- DOCUMENT SECTION -

************

My sister has probably experienced more verbal abuse than I have, as self absorbed as this post may sound, because she is several years younger than I am and couldn't always leave like I could. She was still living at home when things escalated even further between my parents and they eventually divorced. The saddest part for her is that she has been completely abandoned by her parents and she's not even out of high school yet. That's probably the worst kind of abuse you can get, being talked down to over and over and over again, then left (actually literally left on the road) and told to leave her own home. However, her story is her story to tell and I don't want to veer away from my point too far... 
I never really knew that my sister (and we have a super young brother) was my "half-sibling." That had never been talked about at my house before. I knew that my "dad" was not actually my dad since I was very little and it didn't bother me because he legally adopted me at the age of six and changed my last name to his, so I knew that to be my family and his family was also my family, my cousins and aunt and uncle and grandparents. But one day I overheard my "dads" family talking to friends they had over and they explicitly told them I was only my brother and sisters half sibling and that only my sister and infant brother at the time were my dads. I was standing 5 feet away and they're talking and looking at me like this conversation was normal. I remember feeling sick to stomach and getting nervous that they weren't my family anymore. A younger cousin of ours later whispered to my sister, loud enough that i could hear, and asked her "is lauren not really your sister?" and my sister said "i don't know." Honestly, this might sound tedious read in your mind but this broke my heart and I was only 12 years old. 10 years later though, my sister is one of the biggest blessings I have in my life and we don't know what "half-siblings" are, we are sisters, we are family and we are friends no matter how much dna we share. The same goes for my brother, who will appreciate me a little more when he is older lol.

************

- PROBLEM TO SOLVE -
Copy out the complete post about being called a half-sibling, word for word.

- ENTRIES SHOWN -
************

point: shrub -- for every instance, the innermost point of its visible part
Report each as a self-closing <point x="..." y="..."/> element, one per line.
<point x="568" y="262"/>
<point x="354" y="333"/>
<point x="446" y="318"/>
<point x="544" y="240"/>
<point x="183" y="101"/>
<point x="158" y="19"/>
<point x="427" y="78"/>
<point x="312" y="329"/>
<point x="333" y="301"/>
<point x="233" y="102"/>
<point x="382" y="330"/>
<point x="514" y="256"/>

************

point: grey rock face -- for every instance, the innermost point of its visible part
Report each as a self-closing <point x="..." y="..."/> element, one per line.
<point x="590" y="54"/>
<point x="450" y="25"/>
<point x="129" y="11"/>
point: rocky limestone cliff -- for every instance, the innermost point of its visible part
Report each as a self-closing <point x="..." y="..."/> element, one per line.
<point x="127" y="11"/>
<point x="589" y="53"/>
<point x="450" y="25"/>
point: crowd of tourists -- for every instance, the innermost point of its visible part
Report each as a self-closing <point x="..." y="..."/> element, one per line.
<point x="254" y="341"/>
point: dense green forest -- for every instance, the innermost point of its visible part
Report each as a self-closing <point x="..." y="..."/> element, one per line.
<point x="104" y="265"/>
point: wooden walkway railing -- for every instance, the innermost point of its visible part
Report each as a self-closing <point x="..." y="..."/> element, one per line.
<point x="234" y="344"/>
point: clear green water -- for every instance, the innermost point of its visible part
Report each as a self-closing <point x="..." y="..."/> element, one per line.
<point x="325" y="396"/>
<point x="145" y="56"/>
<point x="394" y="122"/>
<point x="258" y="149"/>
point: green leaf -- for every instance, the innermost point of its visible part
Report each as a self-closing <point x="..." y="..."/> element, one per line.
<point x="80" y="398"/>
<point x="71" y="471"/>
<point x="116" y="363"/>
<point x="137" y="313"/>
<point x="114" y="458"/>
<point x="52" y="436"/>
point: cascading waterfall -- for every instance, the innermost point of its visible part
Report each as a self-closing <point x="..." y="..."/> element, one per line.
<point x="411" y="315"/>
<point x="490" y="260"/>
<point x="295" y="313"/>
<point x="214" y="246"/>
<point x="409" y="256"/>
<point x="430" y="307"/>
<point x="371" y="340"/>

************

- EXERCISE SOLUTION -
My sister has probably experienced more verbal abuse than I have, as self absorbed as this post may sound, because she is several years younger than I am and couldn't always leave like I could. She was still living at home when things escalated even further between my parents and they eventually divorced. The saddest part for her is that she has been completely abandoned by her parents and she's not even out of high school yet. That's probably the worst kind of abuse you can get, being talked down to over and over and over again, then left (actually literally left on the road) and told to leave her own home. However, her story is her story to tell and I don't want to veer away from my point too far... 
I never really knew that my sister (and we have a super young brother) was my "half-sibling." That had never been talked about at my house before. I knew that my "dad" was not actually my dad since I was very little and it didn't bother me because he legally adopted me at the age of six and changed my last name to his, so I knew that to be my family and his family was also my family, my cousins and aunt and uncle and grandparents. But one day I overheard my "dads" family talking to friends they had over and they explicitly told them I was only my brother and sisters half sibling and that only my sister and infant brother at the time were my dads. I was standing 5 feet away and they're talking and looking at me like this conversation was normal. I remember feeling sick to stomach and getting nervous that they weren't my family anymore. A younger cousin of ours later whispered to my sister, loud enough that i could hear, and asked her "is lauren not really your sister?" and my sister said "i don't know." Honestly, this might sound tedious read in your mind but this broke my heart and I was only 12 years old. 10 years later though, my sister is one of the biggest blessings I have in my life and we don't know what "half-siblings" are, we are sisters, we are family and we are friends no matter how much dna we share. The same goes for my brother, who will appreciate me a little more when he is older lol.